Exercise task> Copy the data below word for word, everything from the line containing "Exercise. Put one point on each instance of the rolling" down to the line containing "Exercise. Put one point on each instance of the white", with both of those lines included.

Exercise material>
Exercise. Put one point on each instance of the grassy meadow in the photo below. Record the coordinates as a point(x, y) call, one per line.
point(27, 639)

==

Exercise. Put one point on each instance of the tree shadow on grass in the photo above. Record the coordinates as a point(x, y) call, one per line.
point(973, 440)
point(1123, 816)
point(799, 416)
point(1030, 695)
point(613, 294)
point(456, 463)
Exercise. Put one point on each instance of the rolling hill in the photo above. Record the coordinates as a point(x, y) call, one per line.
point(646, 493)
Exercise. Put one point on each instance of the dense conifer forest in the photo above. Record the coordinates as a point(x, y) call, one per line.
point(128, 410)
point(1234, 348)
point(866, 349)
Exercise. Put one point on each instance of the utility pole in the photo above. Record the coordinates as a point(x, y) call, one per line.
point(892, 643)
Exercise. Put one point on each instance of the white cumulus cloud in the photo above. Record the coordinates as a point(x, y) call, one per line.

Worked answer>
Exercise. Put one point on each instance of the rolling hill in the photo above. Record the coordinates as a point(x, y) call, one per line.
point(646, 493)
Exercise. Put one point on each instance of the dense conifer forest in the photo above. Record the coordinates as a point(x, y) call, one per line.
point(128, 410)
point(1234, 348)
point(866, 349)
Exercise. Put one point on each instance of the utility pole in the photo above. Record the coordinates as a point(x, y) call, one per line.
point(892, 643)
Exercise. Put one point on each instance of the white cumulus cloud in the photo above. Record the coordinates as a point(x, y) call, one per line.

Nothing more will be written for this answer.